• Description of the task
Write the material out again in full, word for word. Do not include the pictures.

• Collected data
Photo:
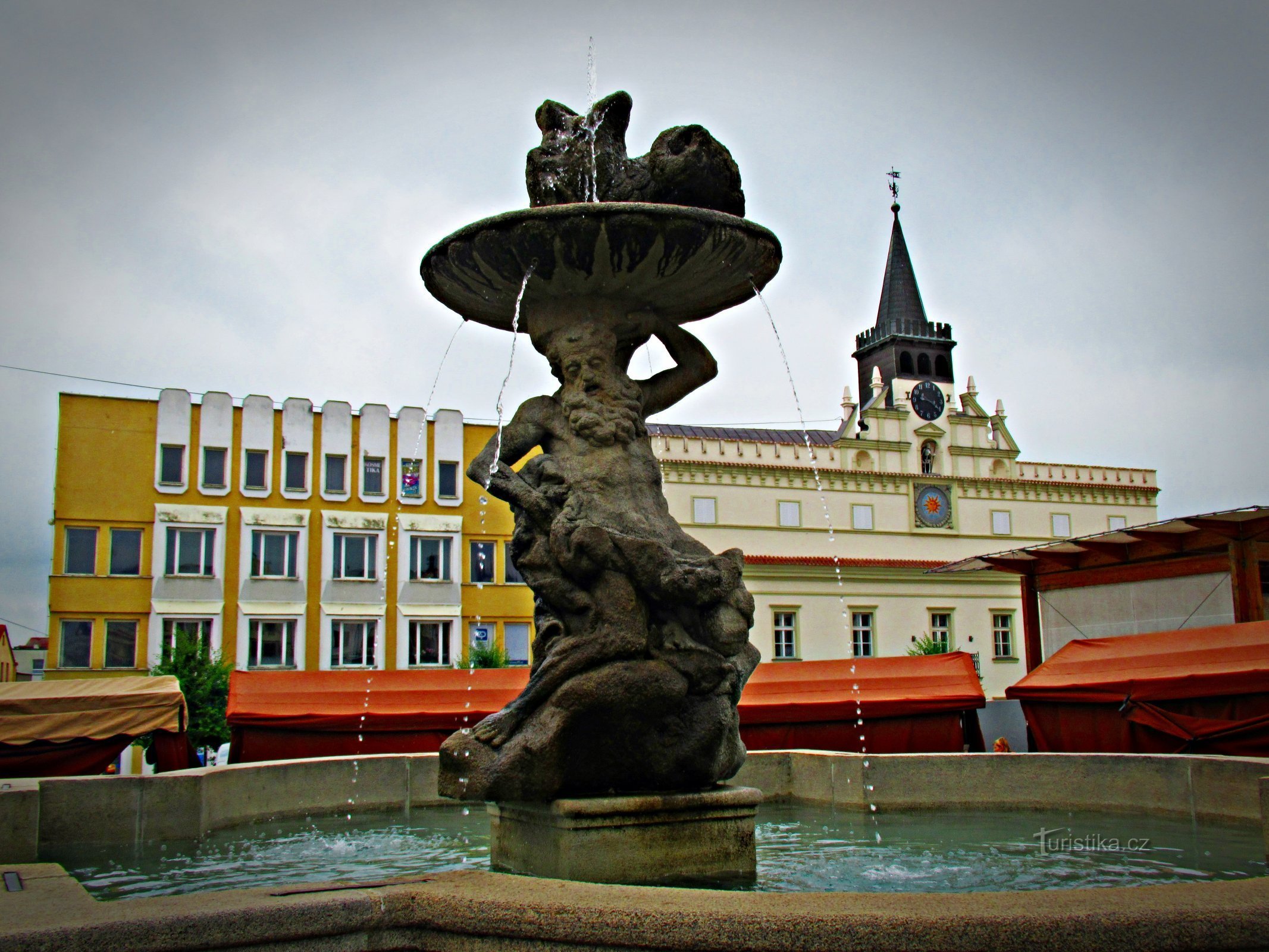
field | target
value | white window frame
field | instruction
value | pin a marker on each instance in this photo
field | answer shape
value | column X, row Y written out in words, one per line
column 61, row 644
column 704, row 511
column 493, row 562
column 862, row 513
column 206, row 550
column 459, row 477
column 168, row 632
column 225, row 468
column 254, row 641
column 785, row 646
column 369, row 630
column 1007, row 630
column 787, row 511
column 862, row 631
column 325, row 474
column 66, row 553
column 447, row 556
column 290, row 554
column 444, row 643
column 339, row 543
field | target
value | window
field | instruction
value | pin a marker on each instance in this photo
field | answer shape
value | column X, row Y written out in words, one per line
column 412, row 487
column 271, row 643
column 189, row 551
column 861, row 517
column 214, row 468
column 510, row 574
column 196, row 630
column 862, row 634
column 789, row 513
column 447, row 480
column 482, row 562
column 77, row 644
column 430, row 559
column 430, row 644
column 703, row 511
column 337, row 468
column 941, row 629
column 80, row 551
column 256, row 472
column 172, row 465
column 516, row 643
column 786, row 634
column 355, row 556
column 1003, row 634
column 125, row 551
column 297, row 472
column 121, row 644
column 274, row 554
column 372, row 477
column 352, row 644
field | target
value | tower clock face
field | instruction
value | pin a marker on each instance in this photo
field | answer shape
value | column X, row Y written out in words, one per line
column 927, row 400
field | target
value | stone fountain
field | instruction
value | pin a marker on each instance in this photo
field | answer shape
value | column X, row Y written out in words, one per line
column 607, row 767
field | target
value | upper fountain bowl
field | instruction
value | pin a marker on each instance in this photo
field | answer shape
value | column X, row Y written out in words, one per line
column 676, row 262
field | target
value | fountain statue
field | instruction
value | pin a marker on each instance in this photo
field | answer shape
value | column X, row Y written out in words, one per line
column 643, row 634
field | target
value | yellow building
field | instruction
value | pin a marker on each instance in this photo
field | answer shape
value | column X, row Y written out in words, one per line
column 289, row 537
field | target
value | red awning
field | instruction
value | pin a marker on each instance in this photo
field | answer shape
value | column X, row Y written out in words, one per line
column 443, row 700
column 788, row 692
column 1165, row 665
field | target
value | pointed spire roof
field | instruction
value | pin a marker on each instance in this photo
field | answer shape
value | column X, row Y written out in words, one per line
column 901, row 310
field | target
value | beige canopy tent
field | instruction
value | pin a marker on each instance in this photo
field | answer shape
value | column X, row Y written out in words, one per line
column 79, row 726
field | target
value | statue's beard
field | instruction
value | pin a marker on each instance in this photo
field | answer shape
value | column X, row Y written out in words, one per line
column 607, row 416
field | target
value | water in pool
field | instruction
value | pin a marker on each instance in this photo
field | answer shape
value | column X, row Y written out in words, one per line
column 801, row 848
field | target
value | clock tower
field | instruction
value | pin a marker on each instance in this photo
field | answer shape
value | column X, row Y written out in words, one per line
column 904, row 343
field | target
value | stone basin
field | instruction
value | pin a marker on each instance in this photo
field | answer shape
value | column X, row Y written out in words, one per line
column 503, row 912
column 612, row 258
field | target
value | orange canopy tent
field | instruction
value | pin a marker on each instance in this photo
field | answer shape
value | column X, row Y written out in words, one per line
column 79, row 726
column 909, row 705
column 1202, row 691
column 287, row 715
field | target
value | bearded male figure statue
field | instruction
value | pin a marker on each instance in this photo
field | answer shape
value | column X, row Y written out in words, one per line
column 643, row 634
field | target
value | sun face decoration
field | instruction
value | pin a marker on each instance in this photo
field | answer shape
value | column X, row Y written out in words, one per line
column 933, row 508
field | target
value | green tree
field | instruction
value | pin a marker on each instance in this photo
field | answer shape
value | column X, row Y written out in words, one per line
column 205, row 681
column 490, row 657
column 927, row 645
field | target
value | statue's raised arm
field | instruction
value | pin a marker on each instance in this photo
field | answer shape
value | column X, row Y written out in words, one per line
column 694, row 367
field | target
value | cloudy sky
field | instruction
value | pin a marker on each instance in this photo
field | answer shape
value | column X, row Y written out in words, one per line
column 236, row 196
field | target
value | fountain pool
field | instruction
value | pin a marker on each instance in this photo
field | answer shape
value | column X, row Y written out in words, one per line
column 801, row 848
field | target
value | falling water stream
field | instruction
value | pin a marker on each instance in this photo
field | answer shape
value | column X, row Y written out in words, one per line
column 828, row 519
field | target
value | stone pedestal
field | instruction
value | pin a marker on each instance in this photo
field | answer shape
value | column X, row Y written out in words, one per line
column 649, row 838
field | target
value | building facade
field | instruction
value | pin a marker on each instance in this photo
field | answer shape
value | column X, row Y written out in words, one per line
column 841, row 527
column 321, row 538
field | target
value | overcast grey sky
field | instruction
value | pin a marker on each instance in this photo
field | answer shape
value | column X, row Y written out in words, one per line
column 236, row 196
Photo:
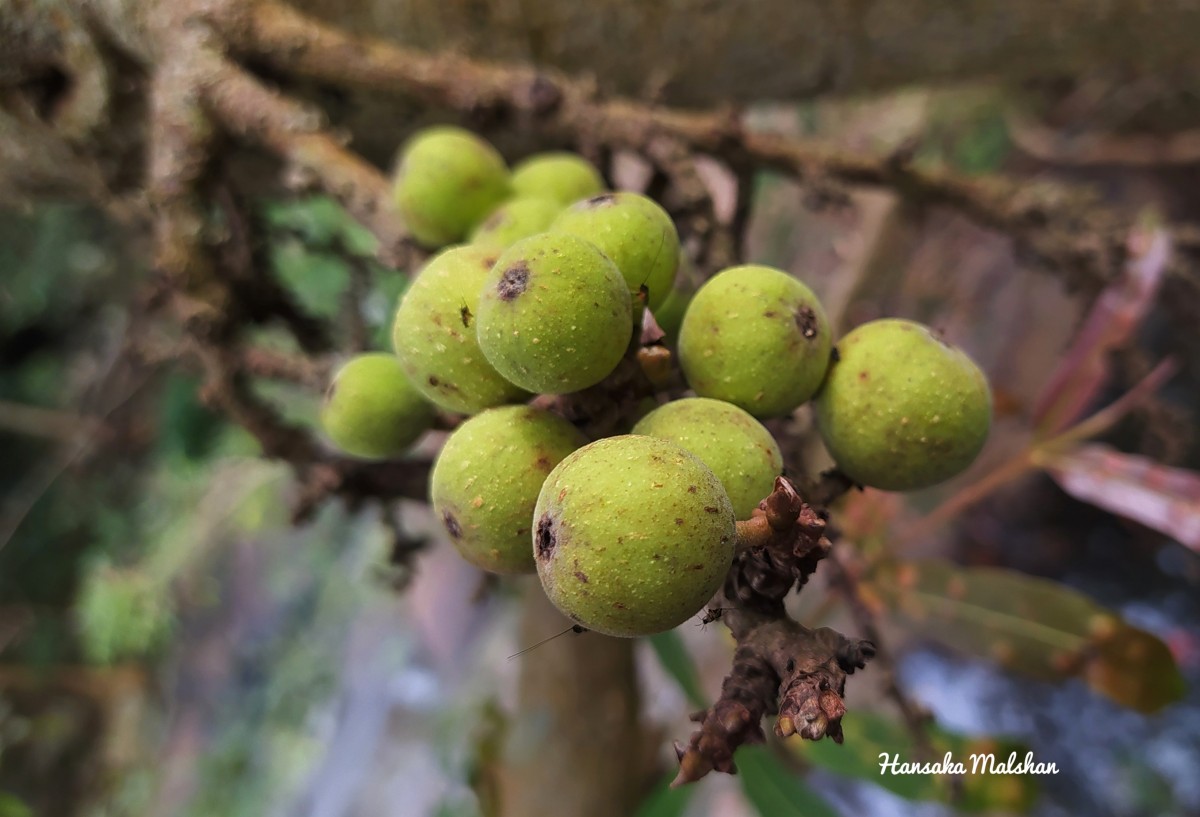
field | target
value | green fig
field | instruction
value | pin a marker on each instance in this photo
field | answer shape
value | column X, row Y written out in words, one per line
column 735, row 445
column 433, row 334
column 635, row 233
column 486, row 479
column 900, row 408
column 371, row 408
column 756, row 337
column 514, row 220
column 633, row 535
column 561, row 175
column 447, row 181
column 555, row 314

• Task answer
Photo:
field | target
value | white window frame
field | instruction
value | pin a marker on each instance in this photo
field | answer shape
value | column X, row Y written out in words, one per line
column 61, row 644
column 704, row 511
column 493, row 562
column 862, row 513
column 206, row 550
column 459, row 477
column 168, row 632
column 225, row 468
column 254, row 641
column 785, row 646
column 369, row 630
column 1007, row 630
column 787, row 511
column 862, row 631
column 325, row 474
column 66, row 553
column 447, row 556
column 290, row 554
column 444, row 643
column 339, row 543
field | target
value | window
field | instruction
value | pin a marker on each instance in this photo
field | answer shape
value | column X, row Y written out in words, one per line
column 412, row 487
column 271, row 643
column 189, row 551
column 861, row 517
column 214, row 468
column 510, row 574
column 196, row 630
column 862, row 634
column 789, row 513
column 447, row 480
column 482, row 562
column 77, row 644
column 430, row 559
column 430, row 644
column 703, row 511
column 337, row 468
column 941, row 629
column 80, row 551
column 256, row 472
column 172, row 465
column 516, row 643
column 786, row 634
column 355, row 556
column 1003, row 634
column 125, row 551
column 297, row 472
column 121, row 644
column 274, row 554
column 372, row 477
column 352, row 644
field | target
value | tower clock face
field | instruction
value | pin a marker on each instance in this photo
field | answer shape
value | column X, row Y written out in words, one per line
column 927, row 400
field | target
value | stone fountain
field | instruction
value | pin a marker on each instance in this photo
field | answer shape
value | column X, row Y written out in words, one per line
column 607, row 767
field | target
value | upper fountain bowl
field | instruction
value | pin a marker on each instance in this photo
field | answer shape
value | column X, row Y written out in words, one per line
column 676, row 262
field | target
value | fountain statue
field | instruction
value | pin a marker on each instance in this photo
field | answer shape
value | column X, row Y written out in words, one per line
column 643, row 634
field | target
value | yellow building
field | instruction
value | pin a marker on each instance in this photo
field | answer shape
value | column X, row Y written out in words, one per line
column 289, row 537
field | target
value | red awning
field | instruction
value | pin a marker on each instance in this photo
field | answer shape
value | column X, row Y written out in words, one per line
column 443, row 700
column 788, row 692
column 1165, row 665
field | target
value | pointed spire roof
field | instruction
value | pin a marker on each instance in this photo
field | answer shape
value | column X, row Y written out in words, one per line
column 901, row 310
field | target
value | beige canopy tent
field | instruction
value | pin a marker on each instance in this photo
field | answer shape
value | column X, row Y written out in words, one per line
column 79, row 726
field | target
value | statue's beard
field | instruction
value | pin a marker on each instance in this photo
field | answer shape
value | column X, row Y written out in words, one per line
column 607, row 416
field | target
value | water in pool
field | instruction
value | pin a marker on each instance in this photo
field | answer shape
value | column X, row Y written out in words, one per line
column 801, row 848
field | target
value | clock tower
field | instruction
value | pin a marker on each instance in this photo
field | answer shape
value | column X, row Y written out in words, one per line
column 904, row 343
field | target
value | stone basin
field | instruction
value | pin a marker on each instance in this photo
field | answer shape
value | column X, row Y written out in words, one per line
column 503, row 912
column 612, row 258
field | target
value | orange canopy tent
field | instruction
value | pin a marker on each instance in this photo
field | answer shape
value | column X, row Y written out in words, one per line
column 79, row 726
column 909, row 705
column 1202, row 691
column 287, row 715
field | target
value | bearded male figure statue
field | instruction
value | pin a marker on each instance in this photo
field | answer shape
value | column X, row Y written out in words, one per line
column 643, row 634
field | target
value | sun face decoration
field | instruction
value | pin a marker on each instance in this photo
field | answer shape
value | column X, row Y written out in words, one per line
column 933, row 508
field | target
value | green tree
field | instruction
value | pin a marker on each instance in this photo
field | answer shape
value | column X, row Y written out in words, one per line
column 205, row 681
column 490, row 657
column 927, row 645
field | target
value | statue's raised arm
field | instruction
value | pin a marker on each instance in this photo
field | answer shape
value | column X, row Y written out in words, one per line
column 694, row 367
field | target
value | cloudy sky
field | instruction
value | pin a marker on each instance in this photo
field | answer shape
value | column X, row Y written out in words, one per line
column 236, row 196
field | target
value | fountain pool
field | instruction
value | pin a marker on each instance in this photo
field | answer shape
value | column X, row Y written out in words, one per line
column 801, row 848
field | target
value | falling water stream
field | instruction
value | pin a marker on each instance in this photo
field | answer shape
value | column X, row Y written out in words, one per line
column 828, row 519
field | target
value | stone pedestal
field | instruction
value | pin a marker on each instance in this photo
field | answer shape
value | column X, row Y written out in words, one per line
column 649, row 838
field | target
value | building facade
field | instruction
value | pin a marker on each instance in this photo
field | answer shape
value | column X, row Y written out in words, one per line
column 841, row 527
column 321, row 538
field | target
value | overcast grey sky
field | instruction
value | pin a marker on each instance in this photo
field | answer shape
value | column X, row Y written out in words, one per line
column 236, row 196
Photo:
field | target
value | green fig
field | instruction
value | pin a marker on each instance in this photo
field | answer shape
value | column X, row Y written out in words, one per line
column 735, row 445
column 433, row 334
column 635, row 233
column 486, row 479
column 900, row 408
column 371, row 408
column 756, row 337
column 514, row 220
column 633, row 535
column 561, row 175
column 447, row 181
column 555, row 314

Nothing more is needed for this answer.